__Document__:

Voici ce qu’on peut lire au paragraphe 63 de cet arrêt:

 

Ainsi, il devient évident que dans le cas de l’obligation de diligence prévue à l’al. 122(1)b), ce sont les éléments factuels du contexte dans lequel agissent l’administrateur ou le dirigeant qui sont importants, plutôt que les motifs subjectifs de ces derniers, qui sont l’objet essentiel de l’obligation fiduciaire prévue à l’al. 122(1)a) de la LCSA.

 

[18]         La Cour suprême affirme en outre au paragraphe 67 de l’arrêt que l’obligation de diligence peut être respectée si les administrateurs ont agi prudemment en se fondant sur les renseignements dont ils disposaient. Il ne s’agit pas d’une obligation de prendre la meilleure décision mais de prendre une décision d’affaire raisonnable vu les circonstances. Il est important de souligner que, pour l’analyse de l’élément de prudence, il ne s’agit pas d’analyser la situation commerciale à la lumière des faits ultérieurs, mais en tenant compte des renseignements dont les administrateurs disposaient au moment où ils ont pris leur décision et je cite :

 

On ne considérera pas que les administrateurs et les dirigeants ont manqué à l’obligation de diligence énoncée à l’al. 122(1)b) de la LCSA s’ils ont agi avec prudence et en s’appuyant sur les renseignements dont ils disposaient. Les décisions prises doivent constituer des décisions d’affaires raisonnables compte tenu de ce qu’ils savaient ou auraient dû savoir.

__Consigne__:
Répondez à ces questions sur le document ci-dessus, consacré à l'obligation de diligence :
(a) D'après le passage cité du paragraphe 63, qu'est-ce qui importe dans le cas de l'obligation de diligence prévue à l'al. 122(1)b) ?
(b) Quel alinéa de la LCSA prévoit l'obligation fiduciaire ?
(c) Selon le point [18], à quel moment faut-il se placer pour apprécier les renseignements dont disposaient les administrateurs ?

__Matériel source__:
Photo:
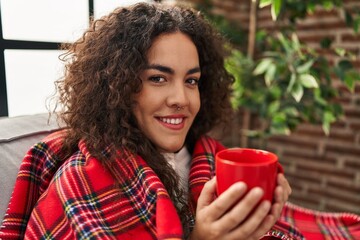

__Réponse__:
(a) Les éléments factuels du contexte dans lequel agissent l'administrateur ou le dirigeant, plutôt que leurs motifs subjectifs.
(b) L'al. 122(1)a).
(c) Au moment où les administrateurs ont pris leur décision.